- Exercise 1 -
What do the soldiers do to pass the days, according to the trench-warfare passage?
- Exercise 2 -
Can you carry on the trench-warfare passage from its last sentence?

- Supplied text -
===============

Again, at nights there are different kinds of raids to be carried out.
Probably a raid by wire cutters, or possibly an actual trench raid. Nights
in France are not meant for sleep. There is usually one hour on duty and
two hours off, and something doing all the while.

But the days frequently grow long and tiresome. We sleep, we tell stories,
we read when there is anything to read, and we write letters if we have the
materials. Or, above all, we work out some new device to spring upon the
Boche.

In the early days of the war we knew nothing about hand grenades. The
Germans started to use them on us, but it was not a great while before we
fell into line and produced bombs to match theirs. At first we had the
Tickler variety as previously described; since then we have used the
"hair-brush" and others, but to-day we are using the standardized Mill hand
grenade.

I can never forget the first bomb that was thrown from our trench.
Volunteers were asked for this new and risky job. I will not mention the
name of the boy who volunteered in our section, but he was a big, hefty,
red-haired chap. He has since been killed. It is noticeable that red-haired
fellows are impetuous and frequently ahead of others in bravery, for a
moment or two, anyway.

That day there was an additional supply of mud and water in our trench. We
were dragging around in it until the bombing commenced, then we crowded
like boys round the big fellow, who was close to the parapet, his chest
stuck out, his voice vibrant with pride as he said, "Just you wait and see
me blow those fellows to smithereens--just you wait and see!"

In those days of makeshift bombs there was a nine-second fuse in each. We
were about thirty yards from the Germans' trench. Of course it would not
take nine seconds for the bomb to travel thirty yards; rather would it
arrive in three seconds, and give Hans and Fritz opportunity to pick it up
comfortably and return it in time for its explosion to kill us and not
them. Thus the order was to count at least five--one, two, three, four,
five--slowly and carefully, after the fuse was lighted and before the bomb
left the hand.

Every one had his eyes glued to the periscope, except myself. I watched the
fuse in the hand of that red-haired guy. He started to count--one, two, and
his hand began to shake; at three his hand was moving about violently; at
four the bomb fell. I wonder if there is any one in the world who thinks
that we stopped there to see that bomb explode. No, we didn't.

There was a chance right there for the quick thinker, for the man of
extraordinary initiative, to win the V.C. Somehow our initiative took us in
the other direction. It is really wonderful how fast the average man can
beat it when he knows there is certain death should he linger in one spot
very long. The way we traveled round the traverse and up the trenches was
not slow.

===============

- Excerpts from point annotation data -
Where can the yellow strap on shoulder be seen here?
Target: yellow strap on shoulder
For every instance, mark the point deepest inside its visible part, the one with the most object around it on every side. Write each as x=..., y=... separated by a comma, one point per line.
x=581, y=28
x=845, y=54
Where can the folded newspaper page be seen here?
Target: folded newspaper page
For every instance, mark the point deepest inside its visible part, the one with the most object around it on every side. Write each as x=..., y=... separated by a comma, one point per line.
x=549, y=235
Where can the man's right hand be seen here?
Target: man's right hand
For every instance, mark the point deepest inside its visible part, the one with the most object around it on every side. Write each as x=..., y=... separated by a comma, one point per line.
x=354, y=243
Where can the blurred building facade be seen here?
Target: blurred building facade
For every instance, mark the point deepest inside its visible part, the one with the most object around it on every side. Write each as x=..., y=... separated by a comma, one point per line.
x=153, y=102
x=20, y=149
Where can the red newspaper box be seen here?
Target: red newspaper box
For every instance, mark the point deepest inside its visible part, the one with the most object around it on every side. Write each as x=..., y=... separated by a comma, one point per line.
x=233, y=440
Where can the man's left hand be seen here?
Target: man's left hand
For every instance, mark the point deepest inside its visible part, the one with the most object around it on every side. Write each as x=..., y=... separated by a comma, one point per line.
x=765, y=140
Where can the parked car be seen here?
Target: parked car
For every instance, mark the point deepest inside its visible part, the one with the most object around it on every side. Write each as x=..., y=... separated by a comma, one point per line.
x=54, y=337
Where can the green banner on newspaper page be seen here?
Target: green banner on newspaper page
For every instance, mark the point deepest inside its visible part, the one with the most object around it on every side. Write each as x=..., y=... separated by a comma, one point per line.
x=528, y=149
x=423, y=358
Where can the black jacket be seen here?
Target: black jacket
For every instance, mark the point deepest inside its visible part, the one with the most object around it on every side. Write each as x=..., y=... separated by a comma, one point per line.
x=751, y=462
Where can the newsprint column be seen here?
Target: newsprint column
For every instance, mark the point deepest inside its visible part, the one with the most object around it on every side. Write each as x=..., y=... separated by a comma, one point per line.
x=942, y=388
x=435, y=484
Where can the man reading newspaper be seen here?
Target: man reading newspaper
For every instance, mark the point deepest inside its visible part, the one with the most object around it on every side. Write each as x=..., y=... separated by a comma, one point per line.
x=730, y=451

===============

- Exercise output 1 -
- Sleep
- Tell stories
- Read, when there is anything to read
- Write letters, if they have the materials
- Work out some new device to spring upon the Boche

- Exercise output 2 -
Usually there is something going on, but there are days when a man would
not think there was a war at all. It is not every day at the front that
both sides are shelling and strafing. We once faced a certain Saxon
regiment and for nearly two weeks neither side fired a bullet. This
particular Saxon regiment said to us: "We are Saxons, you are
Anglo-Saxons, we are not a bit fussy about shooting as long as you won't."
So, as our turns came periodically, we faced them and did not shoot.

Actually we sent out working parties in the daytime, both Saxon and
British, but such things do not happen any more. And such a situation never
yet happened with a Prussian or Bavarian regiment. Those devils like to
shoot for the sake of hearing their rifles go off.

There are days, when fighting at close quarters, that both sides feel
pretty good. The morning will be bright, and we may open the proceedings by
trying to sing German songs, and they will join in by singing British airs,
but always in a sarcastic manner, after putting words to them that I dare
not write.

On the first day of July, which is Dominion or Confederation Day, the
Germans began by singing to a certain Eastern Canadian regiment the first
verse of our national anthem, _O! Canada_. When they got through, they
politely asked the young braves of this regiment to sing the second verse.
The Canadian boys sent over a few bombs instead, for they did not know the
words of the second verse! Not to know the second verse seems to be one of
the idiosyncrasies of the peoples of all nations, bar the German!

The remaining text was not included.